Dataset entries
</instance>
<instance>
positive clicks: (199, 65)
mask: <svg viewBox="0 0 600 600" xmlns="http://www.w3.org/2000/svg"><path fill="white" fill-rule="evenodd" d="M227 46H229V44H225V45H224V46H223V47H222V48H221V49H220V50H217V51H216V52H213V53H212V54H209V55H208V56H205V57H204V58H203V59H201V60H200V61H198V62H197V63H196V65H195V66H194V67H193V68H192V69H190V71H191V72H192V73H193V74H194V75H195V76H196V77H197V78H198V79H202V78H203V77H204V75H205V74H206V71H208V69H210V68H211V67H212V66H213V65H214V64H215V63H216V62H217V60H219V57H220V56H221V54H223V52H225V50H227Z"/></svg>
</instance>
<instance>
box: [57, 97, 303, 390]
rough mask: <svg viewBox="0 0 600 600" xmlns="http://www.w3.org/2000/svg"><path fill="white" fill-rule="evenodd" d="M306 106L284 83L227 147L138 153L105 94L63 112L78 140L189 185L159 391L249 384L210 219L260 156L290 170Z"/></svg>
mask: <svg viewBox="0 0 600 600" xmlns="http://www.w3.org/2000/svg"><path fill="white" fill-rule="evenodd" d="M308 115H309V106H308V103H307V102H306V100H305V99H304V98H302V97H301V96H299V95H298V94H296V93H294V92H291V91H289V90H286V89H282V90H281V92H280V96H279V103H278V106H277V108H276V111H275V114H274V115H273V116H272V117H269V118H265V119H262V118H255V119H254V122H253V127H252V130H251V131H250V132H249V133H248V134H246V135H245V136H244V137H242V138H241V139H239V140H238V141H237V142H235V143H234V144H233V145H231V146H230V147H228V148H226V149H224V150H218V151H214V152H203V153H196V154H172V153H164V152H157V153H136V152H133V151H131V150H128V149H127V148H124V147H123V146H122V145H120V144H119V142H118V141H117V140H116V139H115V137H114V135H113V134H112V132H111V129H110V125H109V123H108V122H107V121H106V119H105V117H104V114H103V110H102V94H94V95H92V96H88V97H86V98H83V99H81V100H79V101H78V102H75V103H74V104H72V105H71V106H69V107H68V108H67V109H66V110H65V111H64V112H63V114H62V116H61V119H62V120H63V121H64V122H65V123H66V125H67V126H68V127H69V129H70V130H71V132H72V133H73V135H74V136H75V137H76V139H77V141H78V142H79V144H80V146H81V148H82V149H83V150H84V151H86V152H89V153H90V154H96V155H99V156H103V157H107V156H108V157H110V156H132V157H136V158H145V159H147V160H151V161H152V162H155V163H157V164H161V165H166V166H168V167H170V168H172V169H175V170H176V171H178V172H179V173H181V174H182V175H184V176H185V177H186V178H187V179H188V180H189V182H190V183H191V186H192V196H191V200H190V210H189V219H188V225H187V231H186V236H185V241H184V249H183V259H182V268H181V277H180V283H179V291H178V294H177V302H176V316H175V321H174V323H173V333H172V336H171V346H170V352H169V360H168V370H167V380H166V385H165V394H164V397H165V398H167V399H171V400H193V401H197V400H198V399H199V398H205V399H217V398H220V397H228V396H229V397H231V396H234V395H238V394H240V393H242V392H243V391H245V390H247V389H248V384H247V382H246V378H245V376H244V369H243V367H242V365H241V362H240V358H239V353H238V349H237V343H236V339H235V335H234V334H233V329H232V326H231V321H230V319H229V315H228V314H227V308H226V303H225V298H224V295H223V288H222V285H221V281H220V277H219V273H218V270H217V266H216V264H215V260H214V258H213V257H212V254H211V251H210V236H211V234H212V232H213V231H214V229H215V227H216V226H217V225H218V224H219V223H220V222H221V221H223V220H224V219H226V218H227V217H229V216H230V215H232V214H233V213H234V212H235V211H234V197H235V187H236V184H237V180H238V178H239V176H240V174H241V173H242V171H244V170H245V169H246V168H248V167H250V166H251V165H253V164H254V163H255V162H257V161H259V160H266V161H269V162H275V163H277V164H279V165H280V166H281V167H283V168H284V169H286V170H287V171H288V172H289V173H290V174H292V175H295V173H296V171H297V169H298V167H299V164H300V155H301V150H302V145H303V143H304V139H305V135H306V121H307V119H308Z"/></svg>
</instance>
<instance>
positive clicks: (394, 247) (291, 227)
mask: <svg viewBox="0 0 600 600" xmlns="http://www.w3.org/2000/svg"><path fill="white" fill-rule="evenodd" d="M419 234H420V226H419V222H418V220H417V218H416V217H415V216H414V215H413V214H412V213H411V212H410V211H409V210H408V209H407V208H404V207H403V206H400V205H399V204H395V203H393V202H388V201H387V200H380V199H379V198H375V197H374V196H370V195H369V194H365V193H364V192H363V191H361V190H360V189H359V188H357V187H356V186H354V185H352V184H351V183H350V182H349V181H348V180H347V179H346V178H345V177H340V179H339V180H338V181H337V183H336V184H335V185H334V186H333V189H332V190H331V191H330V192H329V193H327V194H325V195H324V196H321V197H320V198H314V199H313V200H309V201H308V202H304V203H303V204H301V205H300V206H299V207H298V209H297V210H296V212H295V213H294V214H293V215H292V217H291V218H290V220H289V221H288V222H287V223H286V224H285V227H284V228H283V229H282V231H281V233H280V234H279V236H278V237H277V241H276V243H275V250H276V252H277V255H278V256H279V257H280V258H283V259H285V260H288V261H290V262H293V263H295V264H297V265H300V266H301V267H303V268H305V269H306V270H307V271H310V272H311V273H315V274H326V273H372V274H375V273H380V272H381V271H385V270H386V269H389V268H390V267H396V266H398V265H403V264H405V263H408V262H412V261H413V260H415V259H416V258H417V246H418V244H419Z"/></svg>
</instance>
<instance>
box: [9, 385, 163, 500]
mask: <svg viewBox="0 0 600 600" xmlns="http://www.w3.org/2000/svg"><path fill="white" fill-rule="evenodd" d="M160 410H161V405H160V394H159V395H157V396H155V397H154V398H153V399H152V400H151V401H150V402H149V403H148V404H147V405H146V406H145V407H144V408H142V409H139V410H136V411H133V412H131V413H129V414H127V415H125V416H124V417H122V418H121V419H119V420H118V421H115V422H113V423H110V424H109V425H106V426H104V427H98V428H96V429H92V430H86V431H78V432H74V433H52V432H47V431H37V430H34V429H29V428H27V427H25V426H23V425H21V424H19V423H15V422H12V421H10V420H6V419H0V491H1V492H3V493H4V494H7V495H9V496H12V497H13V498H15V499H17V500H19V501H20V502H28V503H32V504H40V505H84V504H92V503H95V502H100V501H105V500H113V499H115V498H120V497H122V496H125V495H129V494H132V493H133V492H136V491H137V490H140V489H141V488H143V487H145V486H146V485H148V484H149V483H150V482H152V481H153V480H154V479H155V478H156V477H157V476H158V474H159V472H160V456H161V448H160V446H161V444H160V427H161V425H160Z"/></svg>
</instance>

EXERCISE OBJECTIVE:
Write the whole of the data out again exactly as it stands.

FINISHED TASK:
</instance>
<instance>
positive clicks: (199, 65)
mask: <svg viewBox="0 0 600 600" xmlns="http://www.w3.org/2000/svg"><path fill="white" fill-rule="evenodd" d="M227 46H229V44H225V45H224V46H223V47H222V48H221V49H220V50H217V51H216V52H213V53H212V54H209V55H208V56H205V57H204V58H203V59H201V60H200V61H198V62H197V63H196V65H195V66H194V67H193V68H192V69H190V71H191V72H192V73H193V74H194V75H195V76H196V77H197V78H198V79H202V78H203V77H204V75H205V74H206V71H208V69H210V68H211V67H212V66H213V65H214V64H215V63H216V62H217V60H219V57H220V56H221V54H223V52H225V50H227Z"/></svg>
</instance>
<instance>
box: [57, 97, 303, 390]
rough mask: <svg viewBox="0 0 600 600" xmlns="http://www.w3.org/2000/svg"><path fill="white" fill-rule="evenodd" d="M306 106L284 83L227 147L138 153L105 94L63 112L78 140L189 185L159 391L249 384L210 219L260 156L290 170Z"/></svg>
mask: <svg viewBox="0 0 600 600" xmlns="http://www.w3.org/2000/svg"><path fill="white" fill-rule="evenodd" d="M308 115H309V106H308V103H307V102H306V100H305V99H304V98H302V97H301V96H299V95H298V94H296V93H294V92H291V91H289V90H286V89H282V90H281V92H280V96H279V103H278V106H277V108H276V111H275V114H274V115H273V116H272V117H269V118H265V119H262V118H255V119H254V122H253V127H252V130H251V131H250V132H249V133H248V134H246V135H245V136H244V137H242V138H241V139H239V140H238V141H237V142H235V143H234V144H233V145H231V146H230V147H228V148H226V149H224V150H218V151H214V152H203V153H196V154H172V153H164V152H157V153H136V152H133V151H131V150H128V149H127V148H124V147H123V146H122V145H120V144H119V142H118V141H117V140H116V139H115V137H114V135H113V134H112V132H111V129H110V125H109V123H108V122H107V121H106V119H105V117H104V114H103V110H102V94H94V95H92V96H88V97H86V98H83V99H81V100H79V101H78V102H75V103H74V104H72V105H71V106H69V107H68V108H67V109H66V110H65V111H64V112H63V114H62V116H61V119H62V120H63V121H64V122H65V123H66V125H67V126H68V127H69V129H70V130H71V132H72V133H73V135H74V136H75V137H76V139H77V141H78V142H79V144H80V146H81V148H82V149H83V150H84V151H86V152H89V153H90V154H96V155H99V156H103V157H107V156H108V157H110V156H132V157H136V158H145V159H147V160H151V161H152V162H155V163H157V164H161V165H166V166H168V167H170V168H172V169H175V170H176V171H178V172H179V173H181V174H182V175H184V176H185V177H186V178H187V179H188V180H189V182H190V183H191V186H192V196H191V200H190V210H189V219H188V225H187V231H186V236H185V241H184V249H183V259H182V268H181V277H180V283H179V291H178V294H177V302H176V316H175V321H174V323H173V333H172V336H171V346H170V352H169V360H168V370H167V380H166V385H165V394H164V397H165V398H167V399H171V400H193V401H197V400H198V399H199V398H205V399H217V398H220V397H228V396H229V397H231V396H234V395H238V394H240V393H242V392H243V391H245V390H247V389H248V384H247V382H246V378H245V376H244V369H243V367H242V365H241V362H240V358H239V353H238V349H237V343H236V339H235V335H234V334H233V329H232V326H231V321H230V319H229V315H228V314H227V308H226V303H225V298H224V295H223V288H222V285H221V281H220V277H219V273H218V270H217V266H216V264H215V260H214V258H213V257H212V254H211V251H210V236H211V234H212V232H213V231H214V229H215V227H216V226H217V225H218V224H219V223H220V222H221V221H223V220H224V219H226V218H227V217H229V216H230V215H232V214H233V213H234V212H235V211H234V197H235V187H236V184H237V180H238V178H239V176H240V174H241V173H242V171H244V170H245V169H246V168H248V167H250V166H251V165H253V164H254V163H255V162H257V161H259V160H266V161H269V162H275V163H277V164H279V165H280V166H281V167H283V168H284V169H286V170H287V171H288V172H289V173H290V174H292V175H295V173H296V171H297V169H298V167H299V164H300V155H301V150H302V145H303V143H304V139H305V135H306V121H307V119H308Z"/></svg>
</instance>
<instance>
positive clicks: (394, 247) (291, 227)
mask: <svg viewBox="0 0 600 600" xmlns="http://www.w3.org/2000/svg"><path fill="white" fill-rule="evenodd" d="M419 234H420V226H419V222H418V220H417V218H416V217H415V216H414V215H413V214H412V213H411V212H410V211H409V210H408V209H407V208H404V207H403V206H400V205H399V204H395V203H393V202H388V201H387V200H380V199H379V198H375V197H374V196H370V195H369V194H365V193H364V192H363V191H361V190H360V189H359V188H357V187H356V186H354V185H352V184H351V183H350V182H349V181H348V180H347V179H346V178H345V177H340V179H339V180H338V181H337V183H336V184H335V185H334V186H333V189H332V190H331V191H330V192H329V193H327V194H325V195H324V196H321V197H320V198H314V199H313V200H309V201H308V202H304V203H303V204H301V205H300V206H299V207H298V209H297V210H296V212H295V213H294V214H293V215H292V217H291V218H290V220H289V221H288V222H287V223H286V224H285V227H284V228H283V229H282V231H281V233H280V234H279V236H278V237H277V241H276V243H275V250H276V252H277V255H278V256H279V257H280V258H283V259H285V260H288V261H290V262H293V263H295V264H297V265H300V266H301V267H303V268H305V269H306V270H307V271H310V272H311V273H315V274H326V273H372V274H375V273H380V272H381V271H385V270H386V269H389V268H390V267H396V266H398V265H403V264H405V263H408V262H412V261H413V260H415V259H416V258H417V246H418V244H419Z"/></svg>
</instance>
<instance>
box: [9, 385, 163, 500]
mask: <svg viewBox="0 0 600 600" xmlns="http://www.w3.org/2000/svg"><path fill="white" fill-rule="evenodd" d="M160 410H161V405H160V394H159V395H157V396H155V397H154V398H153V399H152V400H151V401H150V402H149V403H148V404H147V405H146V406H145V407H144V408H142V409H139V410H136V411H133V412H131V413H129V414H127V415H125V416H124V417H122V418H121V419H119V420H118V421H115V422H113V423H110V424H109V425H106V426H104V427H98V428H96V429H92V430H86V431H78V432H74V433H52V432H47V431H37V430H34V429H29V428H27V427H25V426H23V425H21V424H19V423H15V422H12V421H10V420H6V419H0V491H1V492H3V493H4V494H7V495H9V496H12V497H13V498H15V499H17V500H19V501H20V502H28V503H32V504H40V505H84V504H92V503H95V502H100V501H105V500H113V499H115V498H120V497H122V496H125V495H129V494H132V493H133V492H136V491H137V490H140V489H141V488H143V487H145V486H146V485H148V484H149V483H150V482H152V481H153V480H154V479H155V478H156V477H157V476H158V474H159V472H160V456H161V448H160V446H161V444H160V427H161V425H160Z"/></svg>
</instance>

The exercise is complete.